Tra queste c’è Zinaida. La sua mamma è la responsabile del progetto sul fronte bielorusso, e per questo il gruppetto di sanfeliciani capitanati dalla meravigliosa Giliana ha frequentato tantissimo la sua casa di Minsk. Tra di loro c’era anche Davide Calanca, ieri adolescente curioso di scoprire il mondo, oggi affermato architetto, che ha incontrato proprio in questo modo la donna della sua vita.

Racconta Davide: “Ci siamo conosciuti nel 2005, a casa sua a Minsk dove Giliana da 15 anni organizza l’accoglienza dei bambini di Chernobyl. Mia suocera era l’accompagnatrice dei nostri bimbi, io prendevo un bimbo in famiglia. Zina, veniva in Italia già da tempo, andava in Friuli, Toscana e varie location, anche come accompagnatrice, ma qui in Emilia non era mai venuta”. L’incontro a Minsk fu da “amore a prima vista, che però tardò a svelarsi perché eravamo frenati dalle difficoltà che lo cosa avrebbe comportato. In più lei è figlia unica,  quindi i suoi le dicevano: “Sì, Davide è un bravissimo ragazzo ma è italiano, e l’Italia è troppo lontana”.

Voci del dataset
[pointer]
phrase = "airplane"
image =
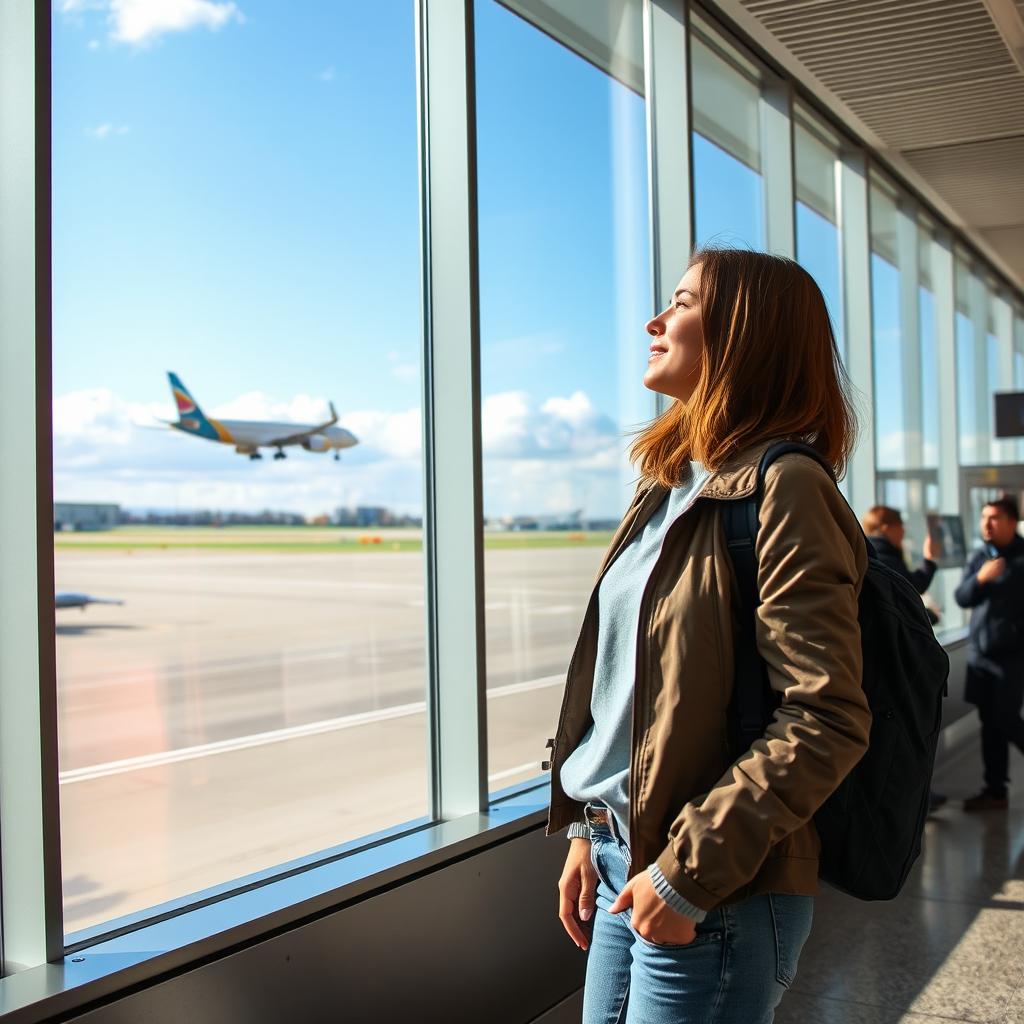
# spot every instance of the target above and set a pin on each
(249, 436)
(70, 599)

* * *

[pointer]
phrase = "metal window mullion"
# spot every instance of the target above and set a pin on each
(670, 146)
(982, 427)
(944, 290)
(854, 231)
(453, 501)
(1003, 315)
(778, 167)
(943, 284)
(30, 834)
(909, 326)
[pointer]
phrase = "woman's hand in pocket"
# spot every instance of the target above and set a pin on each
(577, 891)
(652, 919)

- COMPLETA QUANTO SEGUE
(a) Puoi modificare il testo su Zinaida e Davide, riportando tutto da "Tra queste c’è" giù fino a "della sua vita." e mettendo "ingegnere" al posto di "architetto"?
(b) Puoi proseguire il testo su Zinaida e Davide a partire dal punto in cui si ferma?
Le voci non servono per svolgere il lavoro.

- SOLUZIONI PER ESERCIZIO
(a)
Tra queste c’è Zinaida. La sua mamma è la responsabile del progetto sul fronte bielorusso, e per questo il gruppetto di sanfeliciani capitanati dalla meravigliosa Giliana ha frequentato tantissimo la sua casa di Minsk. Tra di loro c’era anche Davide Calanca, ieri adolescente curioso di scoprire il mondo, oggi affermato ingegnere, che ha incontrato proprio in questo modo la donna della sua vita.

(b)
La  relazione a distanza va comunque avanti per 4 anni e si arriva subito al matrimonio, in Rocca dal 2011 per permettere a Zina, la quale per la burocrazia necessita del permesso di soggiorno, di venire a vivere in Italia da subito, rimandando all’anno successivo il matrimonio religioso. In più, nonostante tre lauree e un posto da direttrice di un ospedale pediatrico della capitale bielorussa, in Italia perde ogni riconoscimento legale della propria professione: questo la dice lunga sui sentimenti che li lega e sfata sul nascere alcune maldicenze.

Regalo di nozze della Bassa, il terremoto, che costringe la giovane coppia a vari disagi (cinque traslochi in un anno) e dopo, a luglio 2012, al matrimonio religioso sotto la chiesa tenda, di cui oggi resta soltanto una croce in un parcheggio. “Lei, comprensibilmente, non dorme più dopo il terremoto, ha paura folle, loro non sanno cosa siano i sismi, in Bielorussia non esistono. Però ormai se ne è fatta una ragione, e mostra molta empatia per i nostri concittadini coinvolti in continue calamità. I corsi di formazione che seguo come architetto li segue anche lei, questo aiuta molto la sua conoscenza dei presidi antisismici e la capacità di giudizio che ora ha della sicurezza strutturale”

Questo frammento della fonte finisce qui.